Exercise description —
Convert the data below into a two-column Markdown table headed Index and Entry, with each non-blank line in its own row, numbered in order. Leave out blank lines.

Supplied data —
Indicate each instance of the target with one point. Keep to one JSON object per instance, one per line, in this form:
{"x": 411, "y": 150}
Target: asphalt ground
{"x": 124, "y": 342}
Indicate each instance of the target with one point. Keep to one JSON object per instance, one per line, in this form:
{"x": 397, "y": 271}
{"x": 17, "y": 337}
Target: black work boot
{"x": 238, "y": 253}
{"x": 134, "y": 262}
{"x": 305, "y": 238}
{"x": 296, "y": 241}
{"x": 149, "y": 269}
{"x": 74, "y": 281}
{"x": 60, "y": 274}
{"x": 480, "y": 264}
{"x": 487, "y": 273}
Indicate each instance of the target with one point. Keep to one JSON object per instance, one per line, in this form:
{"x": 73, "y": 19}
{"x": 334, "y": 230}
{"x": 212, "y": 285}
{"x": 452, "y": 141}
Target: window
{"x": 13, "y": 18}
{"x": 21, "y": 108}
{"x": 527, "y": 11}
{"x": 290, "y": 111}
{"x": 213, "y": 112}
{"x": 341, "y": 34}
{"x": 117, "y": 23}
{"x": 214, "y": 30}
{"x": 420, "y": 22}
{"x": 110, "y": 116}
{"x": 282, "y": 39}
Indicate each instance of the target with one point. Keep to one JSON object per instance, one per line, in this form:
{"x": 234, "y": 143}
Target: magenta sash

The reply —
| Index | Entry |
|---|---|
| 1 | Indicate each instance of the target with one point. Keep to one JSON object per instance, one per line, in this form: |
| 2 | {"x": 411, "y": 150} |
| 3 | Target: asphalt ground |
| 4 | {"x": 124, "y": 342} |
| 5 | Indicate each instance of the target with one point. Keep to one JSON object per instance, one per line, in this form: |
| 6 | {"x": 397, "y": 271} |
| 7 | {"x": 17, "y": 337} |
| 8 | Target: black work boot |
| 9 | {"x": 238, "y": 253} |
| 10 | {"x": 134, "y": 262} |
| 11 | {"x": 305, "y": 238} |
| 12 | {"x": 296, "y": 241} |
| 13 | {"x": 149, "y": 269} |
| 14 | {"x": 74, "y": 281} |
| 15 | {"x": 60, "y": 274} |
| 16 | {"x": 480, "y": 264} |
| 17 | {"x": 487, "y": 273} |
| 18 | Indicate each instance of the target with one point. Keep to one JSON object per instance, one per line, in this form: |
| 19 | {"x": 73, "y": 19} |
| 20 | {"x": 334, "y": 230} |
| 21 | {"x": 212, "y": 285} |
| 22 | {"x": 452, "y": 141} |
| 23 | Target: window |
| 24 | {"x": 13, "y": 18} |
| 25 | {"x": 21, "y": 108} |
| 26 | {"x": 527, "y": 11} |
| 27 | {"x": 290, "y": 111} |
| 28 | {"x": 213, "y": 112} |
| 29 | {"x": 341, "y": 34} |
| 30 | {"x": 117, "y": 23} |
| 31 | {"x": 214, "y": 30} |
| 32 | {"x": 420, "y": 22} |
| 33 | {"x": 110, "y": 116} |
| 34 | {"x": 282, "y": 39} |
| 35 | Indicate each instance of the target with one point. Keep to one JSON object per instance, one per line, in this form: |
| 36 | {"x": 234, "y": 143} |
| 37 | Target: magenta sash |